• [Task brief] Your answer should be the line that contains "Each instance receives one keypoint. Mark the parked" and each line after it, restated word for word through the final line of the entries.
:: Source records ::
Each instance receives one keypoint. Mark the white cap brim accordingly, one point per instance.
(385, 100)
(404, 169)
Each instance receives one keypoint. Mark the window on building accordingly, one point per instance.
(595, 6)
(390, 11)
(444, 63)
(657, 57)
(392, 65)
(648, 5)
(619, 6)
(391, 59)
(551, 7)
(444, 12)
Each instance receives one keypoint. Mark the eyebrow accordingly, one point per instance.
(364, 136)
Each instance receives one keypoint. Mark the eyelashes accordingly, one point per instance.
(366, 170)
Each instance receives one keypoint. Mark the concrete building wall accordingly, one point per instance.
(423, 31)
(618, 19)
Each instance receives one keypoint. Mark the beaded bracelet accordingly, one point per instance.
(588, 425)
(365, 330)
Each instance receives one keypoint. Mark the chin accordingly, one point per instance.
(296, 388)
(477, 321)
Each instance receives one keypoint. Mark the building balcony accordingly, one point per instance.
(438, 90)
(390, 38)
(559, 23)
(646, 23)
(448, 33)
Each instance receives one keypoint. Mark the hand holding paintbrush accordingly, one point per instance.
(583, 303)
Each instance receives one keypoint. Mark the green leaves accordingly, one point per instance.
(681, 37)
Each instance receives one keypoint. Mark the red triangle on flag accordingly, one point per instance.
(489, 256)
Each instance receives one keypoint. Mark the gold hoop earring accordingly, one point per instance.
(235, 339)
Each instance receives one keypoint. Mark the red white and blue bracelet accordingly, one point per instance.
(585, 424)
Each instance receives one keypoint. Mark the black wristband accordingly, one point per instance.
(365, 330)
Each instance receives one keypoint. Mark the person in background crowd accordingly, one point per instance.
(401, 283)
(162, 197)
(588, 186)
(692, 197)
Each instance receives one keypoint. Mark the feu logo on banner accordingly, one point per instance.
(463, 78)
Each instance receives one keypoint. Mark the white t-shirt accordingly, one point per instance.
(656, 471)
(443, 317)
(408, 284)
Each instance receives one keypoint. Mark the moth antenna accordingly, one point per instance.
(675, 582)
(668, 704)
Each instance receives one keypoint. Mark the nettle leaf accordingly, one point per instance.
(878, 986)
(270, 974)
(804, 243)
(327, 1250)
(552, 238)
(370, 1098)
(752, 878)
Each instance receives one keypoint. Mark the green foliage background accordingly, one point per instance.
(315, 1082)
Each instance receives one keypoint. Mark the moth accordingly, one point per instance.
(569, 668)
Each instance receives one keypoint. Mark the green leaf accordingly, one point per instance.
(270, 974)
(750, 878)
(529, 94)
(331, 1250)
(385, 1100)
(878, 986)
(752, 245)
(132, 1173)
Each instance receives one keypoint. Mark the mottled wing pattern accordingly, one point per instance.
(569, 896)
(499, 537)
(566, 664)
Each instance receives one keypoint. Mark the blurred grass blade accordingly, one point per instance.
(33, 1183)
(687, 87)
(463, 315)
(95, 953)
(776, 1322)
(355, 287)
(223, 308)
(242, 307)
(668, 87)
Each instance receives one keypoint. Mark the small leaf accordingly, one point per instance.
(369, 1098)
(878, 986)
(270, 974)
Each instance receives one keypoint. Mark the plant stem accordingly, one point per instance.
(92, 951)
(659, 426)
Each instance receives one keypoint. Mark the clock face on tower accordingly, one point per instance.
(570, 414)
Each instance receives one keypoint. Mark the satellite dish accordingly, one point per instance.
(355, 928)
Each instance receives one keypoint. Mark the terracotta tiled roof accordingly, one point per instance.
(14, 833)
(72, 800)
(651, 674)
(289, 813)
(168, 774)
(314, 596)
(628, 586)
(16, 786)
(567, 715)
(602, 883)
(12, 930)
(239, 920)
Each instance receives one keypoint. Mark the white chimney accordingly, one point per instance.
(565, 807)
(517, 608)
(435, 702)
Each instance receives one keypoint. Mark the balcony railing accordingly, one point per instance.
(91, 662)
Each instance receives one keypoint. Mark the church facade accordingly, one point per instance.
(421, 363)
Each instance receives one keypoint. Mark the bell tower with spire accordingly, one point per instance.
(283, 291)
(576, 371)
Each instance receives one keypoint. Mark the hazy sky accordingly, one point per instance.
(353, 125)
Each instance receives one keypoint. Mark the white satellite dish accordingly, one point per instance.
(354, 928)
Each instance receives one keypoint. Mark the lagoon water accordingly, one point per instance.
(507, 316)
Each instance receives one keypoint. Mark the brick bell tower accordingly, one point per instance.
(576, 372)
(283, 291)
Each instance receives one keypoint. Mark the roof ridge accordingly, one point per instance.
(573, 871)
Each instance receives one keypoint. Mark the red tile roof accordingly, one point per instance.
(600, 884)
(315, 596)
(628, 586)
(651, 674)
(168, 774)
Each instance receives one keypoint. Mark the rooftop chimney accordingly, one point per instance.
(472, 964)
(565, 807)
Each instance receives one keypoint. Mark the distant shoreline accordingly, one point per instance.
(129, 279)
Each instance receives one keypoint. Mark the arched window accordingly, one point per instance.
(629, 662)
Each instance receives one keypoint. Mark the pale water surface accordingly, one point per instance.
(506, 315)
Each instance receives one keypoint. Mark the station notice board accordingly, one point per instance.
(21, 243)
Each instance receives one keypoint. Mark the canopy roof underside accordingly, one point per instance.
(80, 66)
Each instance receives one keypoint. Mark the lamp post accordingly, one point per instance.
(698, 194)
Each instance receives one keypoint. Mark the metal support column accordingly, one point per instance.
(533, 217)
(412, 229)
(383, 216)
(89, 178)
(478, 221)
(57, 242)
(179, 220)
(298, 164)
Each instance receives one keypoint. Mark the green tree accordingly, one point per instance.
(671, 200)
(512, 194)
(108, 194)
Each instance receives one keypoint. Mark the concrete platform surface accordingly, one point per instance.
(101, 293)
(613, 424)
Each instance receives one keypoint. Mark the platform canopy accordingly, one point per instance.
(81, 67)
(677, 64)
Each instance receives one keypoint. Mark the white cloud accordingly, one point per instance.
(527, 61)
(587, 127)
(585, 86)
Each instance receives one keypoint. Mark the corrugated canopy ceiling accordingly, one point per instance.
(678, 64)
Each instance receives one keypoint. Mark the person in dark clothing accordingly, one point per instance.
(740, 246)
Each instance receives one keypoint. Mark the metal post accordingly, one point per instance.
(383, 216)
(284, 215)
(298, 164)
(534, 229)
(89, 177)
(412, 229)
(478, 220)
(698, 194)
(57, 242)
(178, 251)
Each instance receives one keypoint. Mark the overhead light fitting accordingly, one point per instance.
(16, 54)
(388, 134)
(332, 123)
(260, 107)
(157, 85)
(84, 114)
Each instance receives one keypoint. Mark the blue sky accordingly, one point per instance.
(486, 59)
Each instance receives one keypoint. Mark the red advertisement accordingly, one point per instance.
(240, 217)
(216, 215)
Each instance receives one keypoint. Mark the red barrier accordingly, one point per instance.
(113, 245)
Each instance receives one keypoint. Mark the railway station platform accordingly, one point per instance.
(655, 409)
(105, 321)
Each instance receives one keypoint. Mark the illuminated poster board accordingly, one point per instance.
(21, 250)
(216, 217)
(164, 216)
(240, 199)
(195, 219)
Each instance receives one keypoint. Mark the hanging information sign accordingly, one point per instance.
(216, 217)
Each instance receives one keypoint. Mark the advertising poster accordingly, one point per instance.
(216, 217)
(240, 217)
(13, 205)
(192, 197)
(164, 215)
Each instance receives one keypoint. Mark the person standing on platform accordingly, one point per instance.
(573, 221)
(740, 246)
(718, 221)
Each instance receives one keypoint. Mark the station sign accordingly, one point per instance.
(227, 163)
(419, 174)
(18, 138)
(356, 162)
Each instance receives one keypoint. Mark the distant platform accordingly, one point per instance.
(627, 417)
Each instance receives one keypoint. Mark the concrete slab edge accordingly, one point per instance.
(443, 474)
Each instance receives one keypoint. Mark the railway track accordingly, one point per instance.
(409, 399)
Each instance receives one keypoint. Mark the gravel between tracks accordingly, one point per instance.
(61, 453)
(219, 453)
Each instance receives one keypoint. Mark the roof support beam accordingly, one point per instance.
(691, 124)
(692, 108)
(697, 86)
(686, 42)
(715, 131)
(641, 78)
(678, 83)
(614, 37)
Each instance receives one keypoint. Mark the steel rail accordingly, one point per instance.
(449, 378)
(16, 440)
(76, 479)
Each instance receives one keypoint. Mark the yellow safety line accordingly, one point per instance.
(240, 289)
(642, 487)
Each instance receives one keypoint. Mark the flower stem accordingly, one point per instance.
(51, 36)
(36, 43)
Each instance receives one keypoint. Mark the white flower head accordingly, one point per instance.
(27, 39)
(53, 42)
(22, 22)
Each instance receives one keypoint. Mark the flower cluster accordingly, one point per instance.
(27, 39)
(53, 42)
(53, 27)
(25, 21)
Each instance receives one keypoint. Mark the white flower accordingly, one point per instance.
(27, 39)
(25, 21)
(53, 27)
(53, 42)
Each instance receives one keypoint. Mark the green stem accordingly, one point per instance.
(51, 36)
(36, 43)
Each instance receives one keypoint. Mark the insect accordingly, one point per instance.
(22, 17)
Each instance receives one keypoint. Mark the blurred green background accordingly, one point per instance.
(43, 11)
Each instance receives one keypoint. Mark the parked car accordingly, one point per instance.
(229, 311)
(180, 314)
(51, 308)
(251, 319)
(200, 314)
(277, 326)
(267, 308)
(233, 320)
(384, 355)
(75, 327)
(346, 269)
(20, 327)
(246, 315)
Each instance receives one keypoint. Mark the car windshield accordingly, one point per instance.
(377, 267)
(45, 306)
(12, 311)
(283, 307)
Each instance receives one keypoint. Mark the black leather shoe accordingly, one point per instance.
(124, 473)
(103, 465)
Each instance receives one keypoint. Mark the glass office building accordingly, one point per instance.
:::
• [Answer space]
Each instance receives one keypoint. Mark the parked car accordingly, one point per instance.
(229, 311)
(180, 314)
(51, 308)
(251, 319)
(200, 314)
(277, 326)
(267, 308)
(233, 320)
(384, 355)
(75, 327)
(346, 269)
(20, 327)
(246, 315)
Each instance receives one keypoint. Mark the car windshield accordingly, one point per instance.
(377, 267)
(45, 306)
(12, 311)
(283, 307)
Each instance receives one keypoint. Mark the black leather shoe accordingly, one point per instance.
(124, 473)
(103, 465)
Each instance receives one keypoint. Mark the glass office building accordingly, one point per instance.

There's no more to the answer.